Exercise goal =
Write out every line below, starting at the first and ending at the line that contains "138 5 162 64". Add -6 to each number in the bounding box coordinates, and leave all other lines as they are.

== == ==

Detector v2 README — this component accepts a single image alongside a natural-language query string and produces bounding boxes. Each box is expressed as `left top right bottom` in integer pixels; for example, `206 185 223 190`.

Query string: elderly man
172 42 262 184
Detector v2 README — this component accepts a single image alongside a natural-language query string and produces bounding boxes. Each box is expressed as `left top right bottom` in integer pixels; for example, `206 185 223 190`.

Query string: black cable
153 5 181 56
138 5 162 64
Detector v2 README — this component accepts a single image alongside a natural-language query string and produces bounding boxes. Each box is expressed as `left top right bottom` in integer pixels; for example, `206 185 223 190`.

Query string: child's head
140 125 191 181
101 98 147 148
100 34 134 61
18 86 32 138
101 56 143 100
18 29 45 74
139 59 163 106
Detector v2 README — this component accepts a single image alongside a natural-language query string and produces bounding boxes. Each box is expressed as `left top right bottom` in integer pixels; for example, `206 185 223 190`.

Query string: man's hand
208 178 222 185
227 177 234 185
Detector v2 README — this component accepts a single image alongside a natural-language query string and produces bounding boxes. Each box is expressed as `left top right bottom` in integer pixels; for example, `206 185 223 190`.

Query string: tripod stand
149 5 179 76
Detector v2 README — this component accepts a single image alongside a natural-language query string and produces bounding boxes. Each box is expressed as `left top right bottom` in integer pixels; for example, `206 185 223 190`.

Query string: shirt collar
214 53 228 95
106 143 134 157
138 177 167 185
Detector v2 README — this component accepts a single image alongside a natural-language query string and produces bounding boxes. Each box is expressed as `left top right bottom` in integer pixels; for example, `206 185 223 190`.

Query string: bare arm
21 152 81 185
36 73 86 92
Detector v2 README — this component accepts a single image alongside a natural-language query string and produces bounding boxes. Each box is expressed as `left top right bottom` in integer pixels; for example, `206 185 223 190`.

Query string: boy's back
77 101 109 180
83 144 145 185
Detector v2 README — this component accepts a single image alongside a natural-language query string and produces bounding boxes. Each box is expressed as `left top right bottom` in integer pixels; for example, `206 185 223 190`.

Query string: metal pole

== == ==

Task output =
Detector v2 README — this component accepts a single image alongside a natural-language query string and produces bounding boxes. Each box is expressed as `left top right bottom` in integer pixels; for example, `206 185 223 190`.

Query string: elderly man
166 36 256 178
Detector v2 README — this component accepts a single image alongside a natural-language query string and produces bounding boxes. Each box is expressed as `left top right bottom` in integer pixels; for example, `206 185 223 190`.

Query string: black cable
147 -1 175 50
132 -1 156 58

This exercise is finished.